[Exercise data — start]

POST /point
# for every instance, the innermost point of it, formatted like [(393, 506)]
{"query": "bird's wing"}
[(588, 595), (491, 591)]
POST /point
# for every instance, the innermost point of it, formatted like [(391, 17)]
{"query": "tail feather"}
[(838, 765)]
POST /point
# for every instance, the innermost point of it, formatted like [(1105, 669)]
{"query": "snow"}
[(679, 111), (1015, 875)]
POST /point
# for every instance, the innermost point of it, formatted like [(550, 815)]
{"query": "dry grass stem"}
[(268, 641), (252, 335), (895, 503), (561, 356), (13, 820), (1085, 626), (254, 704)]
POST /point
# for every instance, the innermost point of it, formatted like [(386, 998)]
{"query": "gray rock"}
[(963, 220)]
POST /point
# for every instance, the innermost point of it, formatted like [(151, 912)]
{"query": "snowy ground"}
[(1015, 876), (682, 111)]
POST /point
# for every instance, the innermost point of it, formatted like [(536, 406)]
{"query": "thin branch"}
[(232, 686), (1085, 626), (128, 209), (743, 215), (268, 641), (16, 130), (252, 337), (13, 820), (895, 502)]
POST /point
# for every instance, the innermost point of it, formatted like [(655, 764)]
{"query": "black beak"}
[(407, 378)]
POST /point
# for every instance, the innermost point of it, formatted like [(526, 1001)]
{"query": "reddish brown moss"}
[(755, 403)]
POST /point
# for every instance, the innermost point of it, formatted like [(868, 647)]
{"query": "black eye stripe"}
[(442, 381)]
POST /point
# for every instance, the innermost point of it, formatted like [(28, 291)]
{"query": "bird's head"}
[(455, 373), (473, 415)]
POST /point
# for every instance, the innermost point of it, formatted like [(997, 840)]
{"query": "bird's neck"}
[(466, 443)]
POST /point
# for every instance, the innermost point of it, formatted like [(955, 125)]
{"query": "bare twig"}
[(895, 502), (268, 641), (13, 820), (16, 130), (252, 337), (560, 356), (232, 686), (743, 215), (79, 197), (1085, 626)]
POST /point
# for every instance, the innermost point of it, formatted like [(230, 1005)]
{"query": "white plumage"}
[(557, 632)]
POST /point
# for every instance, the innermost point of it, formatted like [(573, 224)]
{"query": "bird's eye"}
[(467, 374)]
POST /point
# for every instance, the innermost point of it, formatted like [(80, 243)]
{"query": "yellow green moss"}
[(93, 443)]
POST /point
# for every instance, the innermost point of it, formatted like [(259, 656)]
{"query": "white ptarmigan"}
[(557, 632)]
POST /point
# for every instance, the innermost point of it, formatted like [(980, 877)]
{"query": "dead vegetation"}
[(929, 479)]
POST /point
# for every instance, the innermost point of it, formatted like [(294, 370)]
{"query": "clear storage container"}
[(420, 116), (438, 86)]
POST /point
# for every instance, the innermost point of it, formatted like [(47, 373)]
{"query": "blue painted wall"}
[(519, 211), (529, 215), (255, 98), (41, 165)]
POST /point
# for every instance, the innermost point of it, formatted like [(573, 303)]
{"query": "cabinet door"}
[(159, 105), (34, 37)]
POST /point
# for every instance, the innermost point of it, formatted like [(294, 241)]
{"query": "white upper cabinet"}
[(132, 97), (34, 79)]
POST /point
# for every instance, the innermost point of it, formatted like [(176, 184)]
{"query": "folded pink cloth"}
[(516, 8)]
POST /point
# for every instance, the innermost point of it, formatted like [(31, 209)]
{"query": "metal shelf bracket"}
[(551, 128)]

[Exercise data — finish]

### Work required:
Return every entry verbatim.

### Solution to this exercise:
POST /point
# for every instance, the innermost point of it, formatted like [(393, 506)]
{"query": "bird's wing"}
[(588, 595), (491, 591)]
POST /point
# for every instance, the innermost point of it, formatted like [(391, 17)]
{"query": "tail feather"}
[(838, 765)]
POST /point
# for every instance, the innermost point of it, formatted like [(1105, 669)]
{"query": "snow"}
[(679, 111), (1015, 875)]
POST /point
# for every instance, the innermost point of it, formatted like [(550, 815)]
{"query": "dry grass stem"}
[(268, 641), (252, 335), (895, 503), (561, 356), (13, 820), (1085, 626), (254, 704)]
POST /point
# for every instance, the innermost point of it, formatted like [(386, 998)]
{"query": "gray rock"}
[(963, 220)]
POST /point
# for every instance, the innermost point of it, formatted like [(151, 912)]
{"query": "snowy ground"}
[(1015, 876), (682, 111)]
POST /point
# for every instance, the innermost point of it, formatted like [(536, 406)]
{"query": "thin branch"}
[(232, 686), (1085, 626), (128, 209), (743, 215), (268, 641), (16, 130), (252, 337), (13, 820), (895, 502)]
POST /point
# for every instance, the innermost point of it, formatted like [(655, 764)]
{"query": "black beak"}
[(407, 378)]
POST /point
# for every instance, the innermost point of it, formatted like [(526, 1001)]
{"query": "reddish brown moss"}
[(755, 403)]
POST /point
# for every instance, the innermost point of it, formatted like [(868, 647)]
{"query": "black eye stripe"}
[(442, 381)]
POST /point
# for every instance, the innermost point of it, formatted like [(28, 291)]
{"query": "bird's head"}
[(455, 373), (473, 415)]
POST /point
# for every instance, the innermost point of it, formatted like [(997, 840)]
{"query": "bird's neck"}
[(466, 443)]
POST /point
# for every instance, the innermost point of it, formatted like [(955, 125)]
{"query": "bare twig"}
[(895, 502), (268, 641), (13, 820), (16, 130), (252, 337), (560, 356), (232, 686), (743, 215), (79, 197), (1085, 626)]
POST /point
# for every instance, the innermost point of it, formatted like [(230, 1005)]
{"query": "white plumage"}
[(557, 632)]
POST /point
# for every instance, the innermost point of it, formatted like [(573, 224)]
{"query": "bird's eye"}
[(467, 374)]
POST /point
# for every instance, the innermost point of it, formatted like [(80, 243)]
{"query": "yellow green moss"}
[(93, 443)]
POST /point
# for every instance, the innermost point of it, formatted like [(259, 656)]
{"query": "white ptarmigan"}
[(557, 632)]
POST /point
# for every instance, the innermost point of it, formatted like [(980, 877)]
{"query": "dead vegetation"}
[(929, 479)]
POST /point
# for every instance, the innermost point of it, formatted like [(294, 370)]
{"query": "clear storage container"}
[(420, 116), (438, 86)]
POST /point
# for every instance, the innermost point of it, formatted like [(47, 373)]
{"query": "blue painted wall"}
[(519, 211), (529, 215), (255, 98), (41, 165)]
POST /point
# for every instance, the innermost point of it, formatted like [(573, 303)]
{"query": "cabinet door"}
[(159, 105), (34, 37)]
POST /point
# for every instance, the innermost point of it, formatted like [(294, 241)]
{"query": "white upper cabinet"}
[(132, 97), (34, 79)]
POST /point
# for every instance, the innermost point of it, formatted like [(176, 184)]
{"query": "folded pink cloth"}
[(516, 8)]
POST /point
# for every instance, the innermost point of it, formatted like [(31, 209)]
{"query": "metal shelf bracket"}
[(551, 128)]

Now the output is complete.